#### Description of the task:
Could you restate every line of the data word for word?

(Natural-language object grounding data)
_ _ _ _ _ _ _

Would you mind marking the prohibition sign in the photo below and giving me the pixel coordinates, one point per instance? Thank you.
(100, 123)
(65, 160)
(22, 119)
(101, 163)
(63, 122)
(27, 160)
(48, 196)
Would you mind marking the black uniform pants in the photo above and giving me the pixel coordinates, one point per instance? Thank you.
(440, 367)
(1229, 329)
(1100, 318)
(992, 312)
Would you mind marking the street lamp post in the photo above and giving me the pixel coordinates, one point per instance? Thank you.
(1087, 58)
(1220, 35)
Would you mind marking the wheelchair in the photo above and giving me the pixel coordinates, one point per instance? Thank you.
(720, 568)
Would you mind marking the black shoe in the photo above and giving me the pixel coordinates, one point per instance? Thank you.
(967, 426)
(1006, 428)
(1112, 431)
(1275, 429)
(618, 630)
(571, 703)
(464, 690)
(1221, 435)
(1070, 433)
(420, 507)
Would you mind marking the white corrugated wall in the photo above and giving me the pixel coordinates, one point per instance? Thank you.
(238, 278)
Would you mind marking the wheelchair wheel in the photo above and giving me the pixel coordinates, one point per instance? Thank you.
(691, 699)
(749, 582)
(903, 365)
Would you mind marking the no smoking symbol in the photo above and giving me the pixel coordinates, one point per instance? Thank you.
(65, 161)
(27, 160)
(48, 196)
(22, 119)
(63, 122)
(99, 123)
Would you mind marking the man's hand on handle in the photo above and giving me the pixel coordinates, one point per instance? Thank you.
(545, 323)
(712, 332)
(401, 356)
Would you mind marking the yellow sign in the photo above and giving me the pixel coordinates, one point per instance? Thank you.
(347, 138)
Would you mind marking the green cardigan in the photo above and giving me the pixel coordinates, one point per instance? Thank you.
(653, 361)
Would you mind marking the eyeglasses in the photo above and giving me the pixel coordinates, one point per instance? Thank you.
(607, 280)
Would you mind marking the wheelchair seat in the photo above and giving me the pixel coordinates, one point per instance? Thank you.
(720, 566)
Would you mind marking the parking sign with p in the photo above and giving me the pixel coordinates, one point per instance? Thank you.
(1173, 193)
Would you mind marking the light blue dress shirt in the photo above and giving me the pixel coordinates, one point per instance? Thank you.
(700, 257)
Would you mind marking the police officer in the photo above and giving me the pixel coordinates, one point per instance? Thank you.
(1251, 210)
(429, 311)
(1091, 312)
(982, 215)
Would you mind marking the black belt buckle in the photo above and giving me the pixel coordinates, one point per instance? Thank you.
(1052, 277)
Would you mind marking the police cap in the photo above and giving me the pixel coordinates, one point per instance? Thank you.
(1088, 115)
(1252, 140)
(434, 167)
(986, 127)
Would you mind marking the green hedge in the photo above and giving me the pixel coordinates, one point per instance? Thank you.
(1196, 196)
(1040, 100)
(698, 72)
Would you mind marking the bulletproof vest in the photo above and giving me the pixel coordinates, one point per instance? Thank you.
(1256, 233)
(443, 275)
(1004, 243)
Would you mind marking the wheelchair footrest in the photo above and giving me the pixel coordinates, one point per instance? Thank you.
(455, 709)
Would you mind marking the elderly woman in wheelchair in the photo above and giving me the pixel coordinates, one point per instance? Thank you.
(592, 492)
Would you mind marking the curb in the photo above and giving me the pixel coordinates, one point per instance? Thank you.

_ _ _ _ _ _ _

#### Answer section:
Would you mind marking the prohibition sign in the photo below and giving me the pixel coordinates, one point per instance? Thank you.
(100, 123)
(65, 160)
(22, 119)
(101, 163)
(63, 122)
(27, 160)
(48, 196)
Would you mind marking the black uniform pants in the photo above and giving me the pixel coordinates, one point per instance? Thank you.
(440, 367)
(1229, 329)
(1100, 318)
(992, 312)
Would you mind marking the street lamp post in the photo above and giving me the pixel coordinates, one point per instance? Thank you.
(1087, 58)
(1220, 35)
Would you mind marking the wheelchair in the photo above and giving me the pixel coordinates, one point per instance? Thank you.
(720, 568)
Would you mind marking the black shoe in the photo above and giving me the pixel coordinates, one point per instance? Thank you.
(967, 426)
(1006, 428)
(1112, 431)
(1275, 429)
(618, 630)
(571, 703)
(464, 690)
(1221, 435)
(1070, 433)
(420, 507)
Would you mind marking the white corrugated wall in the photo above and giving me the pixel coordinates, one point per instance? Thank you.
(238, 278)
Would you mind marking the wheelchair wheel in the photo above and giving me the pixel coordinates, one point per instance? Thank you.
(691, 699)
(749, 582)
(903, 365)
Would you mind marking the no smoking symbol in the photo above and giving me the pixel coordinates, one point per instance? Thank you.
(65, 161)
(27, 160)
(48, 196)
(22, 119)
(63, 122)
(99, 123)
Would you mind marking the man's hand on handle in the photo above and giving me the pixel coordinates, one point per instance? Thank you.
(545, 323)
(712, 332)
(401, 356)
Would you mind marking the yellow sign in the photo above and giving me the pixel coordinates, one point per instance? Thank you.
(347, 138)
Would you mind marking the green cardigan in the photo above and giving me the pixel coordinates, one point per instance? Thank you.
(653, 361)
Would you mind marking the eyeglasses in the photo above and giving me the pixel coordinates, one point per instance? Thank you.
(607, 280)
Would you mind marking the wheelchair seat in the photo above and giving me the pixel coordinates, one point per instance? Thank you.
(720, 566)
Would you mind marking the parking sign with p in the photo above and giving me the pixel coordinates, one point per instance? Thank you.
(1173, 193)
Would you mind marking the light blue dress shirt in the photo above and giving me the pixel coordinates, one point per instance? Thank you.
(700, 257)
Would you mind marking the police officer in the photo above and giving me the pixel coordinates, one point per instance? Thank you.
(1251, 210)
(429, 311)
(1091, 312)
(982, 215)
Would you mind marking the black belt buckle in the photo above and giving me the pixel coordinates, one point per instance? Thank you.
(1052, 277)
Would you mind marking the police cap in the photo above and giving me the pixel coordinates, one point per instance? Thank you.
(1088, 115)
(1252, 140)
(434, 167)
(986, 127)
Would you mind marking the green hedge in the photo above and giving me the pixel coordinates, one point per instance? Thank you.
(1196, 196)
(1040, 100)
(698, 72)
Would you mind marking the bulletproof vest in the photo above and giving me the pixel coordinates, one point per instance? Thank you.
(1256, 233)
(443, 275)
(1004, 243)
Would you mind marking the wheelchair footrest in the photo above and giving me the pixel coordinates, one point per instance? Thank you.
(455, 709)
Would you mind marking the elderly woman in wheelchair in the photo above and giving me the pixel coordinates, one point per instance? Thank you.
(592, 492)
Would you mind marking the curb in the photo above and giving me the pixel coordinates, one point per instance? Thank you.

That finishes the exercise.